▶ **EXTRAIT DE PAGE**:
★ ★ ★

Quand l’expression corporelle s’allie au mot. Photo DR
Céline Abiad, vous êtes une artiste multidisciplinaire, écrivaine, cinéaste et productrice. Qu’est-ce qui vous a amenée à réaliser ce premier film intitulé « In the name of tomorrow » ?
Après des études à l’ALBA avec un master en production de films, j’ai quitté le Liban en 2010 et je me suis forgé une expérience qui va du cinéma (production, réalisation, technique...) à l’éducation, à la gestion et à l’écriture. Je suis actuellement directrice générale et productrice exécutive créative chez Ratatouille Media, une nouvelle société de contenu visant à apporter des histoires originales et des collaborations novatrices, pour des distributions locales et internationales. J’ai eu l’idée de faire ce film un peu avant la pandémie non par but d’être réalisatrice, mais quand on est passionné de cinéma comme moi, on l’aime sous toutes ses facettes. J’avais envie de faire un film message qui porterait la voix d’un échantillonnage issu de populations diverses.
Céline Abiad : « Quand on est passionné de cinéma comme moi, on l’aime sous toutes ses facettes. » Photo DR
Comment définissez-vous « In the name of tomorrow »? Est-ce un film purement documentaire ?
C’est un documentaire artistique un peu expérimental qui est parti d’une idée ou plutôt d’une observation. En regardant les gens, je commençais à voir que l’espoir se perdait au sein de l’humanité et qu’il y avait une solitude énorme. Nous sommes – à l’échelle de toute la planète – en train de nous défier et de nous quereller autour de sujets que nous-mêmes ne comprenons pas. Nous sommes en train d’interagir d’une manière étrange. Certes, chacun a ses idées et ses émotions, mais pourquoi en faire des barrières ? Nous construisons tous les jours des murs au lieu de passerelles. C’est ce qui crée l’incommunicabilité. C’est pourquoi j’ai initié comme un dialogue avec les gens partout dans le monde. Ces personnes sont des êtres humains qui partagent les mêmes problèmes. On parle dans ce film de la vie, de la mort, du futur angoissant… Où nous allons, ce que nous faisons, ce que nous sentons.
Quarante-cinq personnes de tous pays qui partagent leurs problèmes intimes et personnels. Comment avez-vous procédé ?
Les personnes ont été choisies au hasard selon leurs affinités. Comme l’idée partait d’un dialogue, je me suis présentée à ces gens en leur disant ce que je faisais et que s’ils ne voulaient pas répondre à telle ou telle question, ils étaient libres de le faire. Et j’ai fait tourner la caméra. Ce dialogue est loin des théories ou des paroles superficielles. Il s’agit d’une conversation personnelle, voire intime, où l’on n’évoque pas les questions de religion, de société ou autres. Même leur langage corporel était très authentique et spontané. J’avais 45 personnes qui parlaient et je les ai laissé parler sans les interrompre et en laissant l’enregistrement principal pour aboutir à 70 minutes de contenu, sans jamais découper des phrases.

★ ★ ★

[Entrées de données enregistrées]

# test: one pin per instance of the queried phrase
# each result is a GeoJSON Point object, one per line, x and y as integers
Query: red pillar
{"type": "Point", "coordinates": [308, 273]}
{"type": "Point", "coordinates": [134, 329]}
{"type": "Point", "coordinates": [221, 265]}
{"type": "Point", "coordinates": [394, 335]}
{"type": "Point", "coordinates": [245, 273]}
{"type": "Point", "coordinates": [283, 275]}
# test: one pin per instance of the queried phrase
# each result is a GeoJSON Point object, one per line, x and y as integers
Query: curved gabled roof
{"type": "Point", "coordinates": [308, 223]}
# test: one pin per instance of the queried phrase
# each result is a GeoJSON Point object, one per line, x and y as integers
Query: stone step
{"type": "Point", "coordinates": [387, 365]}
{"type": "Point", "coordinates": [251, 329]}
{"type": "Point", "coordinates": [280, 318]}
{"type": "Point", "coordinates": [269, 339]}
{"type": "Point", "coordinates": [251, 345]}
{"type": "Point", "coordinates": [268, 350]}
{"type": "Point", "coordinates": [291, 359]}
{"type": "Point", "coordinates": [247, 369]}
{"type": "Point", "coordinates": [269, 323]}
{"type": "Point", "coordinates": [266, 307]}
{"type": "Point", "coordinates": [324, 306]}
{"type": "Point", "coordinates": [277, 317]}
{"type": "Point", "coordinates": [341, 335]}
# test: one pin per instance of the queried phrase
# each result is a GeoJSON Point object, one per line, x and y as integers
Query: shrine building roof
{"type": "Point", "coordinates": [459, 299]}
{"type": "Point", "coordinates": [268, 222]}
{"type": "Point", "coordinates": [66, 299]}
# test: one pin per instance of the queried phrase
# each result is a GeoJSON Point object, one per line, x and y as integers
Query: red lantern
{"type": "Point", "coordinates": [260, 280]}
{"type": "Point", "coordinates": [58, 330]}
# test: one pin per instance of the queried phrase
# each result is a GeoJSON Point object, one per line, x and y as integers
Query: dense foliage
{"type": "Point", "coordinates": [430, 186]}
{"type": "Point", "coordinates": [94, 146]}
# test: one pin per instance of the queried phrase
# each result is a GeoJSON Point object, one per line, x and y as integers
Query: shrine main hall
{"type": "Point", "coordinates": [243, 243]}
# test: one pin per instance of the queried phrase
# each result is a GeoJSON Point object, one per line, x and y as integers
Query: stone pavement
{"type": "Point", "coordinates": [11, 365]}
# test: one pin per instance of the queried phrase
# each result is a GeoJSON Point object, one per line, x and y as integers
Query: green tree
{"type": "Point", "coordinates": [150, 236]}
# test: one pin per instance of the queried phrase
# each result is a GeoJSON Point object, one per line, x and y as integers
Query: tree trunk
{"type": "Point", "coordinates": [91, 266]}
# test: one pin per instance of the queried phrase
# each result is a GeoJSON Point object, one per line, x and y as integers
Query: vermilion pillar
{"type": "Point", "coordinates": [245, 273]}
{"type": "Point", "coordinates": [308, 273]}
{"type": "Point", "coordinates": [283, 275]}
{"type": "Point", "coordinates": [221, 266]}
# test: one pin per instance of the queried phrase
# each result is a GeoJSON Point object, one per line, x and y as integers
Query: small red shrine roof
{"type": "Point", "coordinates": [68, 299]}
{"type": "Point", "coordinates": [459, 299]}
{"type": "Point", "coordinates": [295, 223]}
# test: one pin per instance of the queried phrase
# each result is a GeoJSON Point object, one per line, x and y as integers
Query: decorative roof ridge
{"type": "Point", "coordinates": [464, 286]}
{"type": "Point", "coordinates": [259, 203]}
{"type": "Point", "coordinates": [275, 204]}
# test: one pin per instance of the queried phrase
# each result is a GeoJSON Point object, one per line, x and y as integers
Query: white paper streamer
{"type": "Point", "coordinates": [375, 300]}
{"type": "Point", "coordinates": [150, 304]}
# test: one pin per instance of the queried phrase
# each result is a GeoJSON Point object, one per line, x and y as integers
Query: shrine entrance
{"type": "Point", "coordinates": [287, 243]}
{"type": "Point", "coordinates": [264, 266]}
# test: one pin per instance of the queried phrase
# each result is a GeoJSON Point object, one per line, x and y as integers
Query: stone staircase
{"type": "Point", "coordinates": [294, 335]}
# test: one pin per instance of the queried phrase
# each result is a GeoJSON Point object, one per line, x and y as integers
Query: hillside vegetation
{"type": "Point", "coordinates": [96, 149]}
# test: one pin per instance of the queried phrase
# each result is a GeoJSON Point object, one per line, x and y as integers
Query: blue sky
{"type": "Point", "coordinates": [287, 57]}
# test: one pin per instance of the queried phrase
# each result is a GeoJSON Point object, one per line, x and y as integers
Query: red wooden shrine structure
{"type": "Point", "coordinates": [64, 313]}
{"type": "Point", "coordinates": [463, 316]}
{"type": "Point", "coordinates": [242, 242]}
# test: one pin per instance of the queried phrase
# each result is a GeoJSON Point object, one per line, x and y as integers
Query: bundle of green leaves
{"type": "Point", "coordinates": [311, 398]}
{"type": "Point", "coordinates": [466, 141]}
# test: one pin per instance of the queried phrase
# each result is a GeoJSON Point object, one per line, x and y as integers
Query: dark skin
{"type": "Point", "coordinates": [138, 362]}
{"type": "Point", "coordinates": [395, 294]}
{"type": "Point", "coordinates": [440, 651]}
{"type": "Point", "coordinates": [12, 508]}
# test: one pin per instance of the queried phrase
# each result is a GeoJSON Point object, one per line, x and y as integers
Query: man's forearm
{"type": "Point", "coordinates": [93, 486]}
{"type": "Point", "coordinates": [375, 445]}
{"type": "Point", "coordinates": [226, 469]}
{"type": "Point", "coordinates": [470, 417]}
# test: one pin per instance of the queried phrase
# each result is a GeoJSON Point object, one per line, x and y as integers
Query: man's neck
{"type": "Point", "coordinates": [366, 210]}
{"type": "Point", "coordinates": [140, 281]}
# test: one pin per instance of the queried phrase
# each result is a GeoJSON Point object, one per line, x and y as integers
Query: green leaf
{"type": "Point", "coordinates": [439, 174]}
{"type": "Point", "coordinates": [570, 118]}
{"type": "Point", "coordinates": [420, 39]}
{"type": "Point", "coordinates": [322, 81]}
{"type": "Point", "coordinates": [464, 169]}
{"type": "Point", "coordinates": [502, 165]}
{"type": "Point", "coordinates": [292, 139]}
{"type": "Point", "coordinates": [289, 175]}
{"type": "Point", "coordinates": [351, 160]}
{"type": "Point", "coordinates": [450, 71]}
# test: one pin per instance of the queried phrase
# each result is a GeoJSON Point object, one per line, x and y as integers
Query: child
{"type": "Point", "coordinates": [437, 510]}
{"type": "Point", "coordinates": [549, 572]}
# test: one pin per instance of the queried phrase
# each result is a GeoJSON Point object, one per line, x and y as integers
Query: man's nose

★ ★ ★

▶ **TRAVAIL DEMANDÉ**:
Énumérez toutes les activités attribuées à Céline Abiad dans la première question de l'entretien.

▶ **RÉSULTAT**:
Artiste multidisciplinaire, écrivaine, cinéaste et productrice.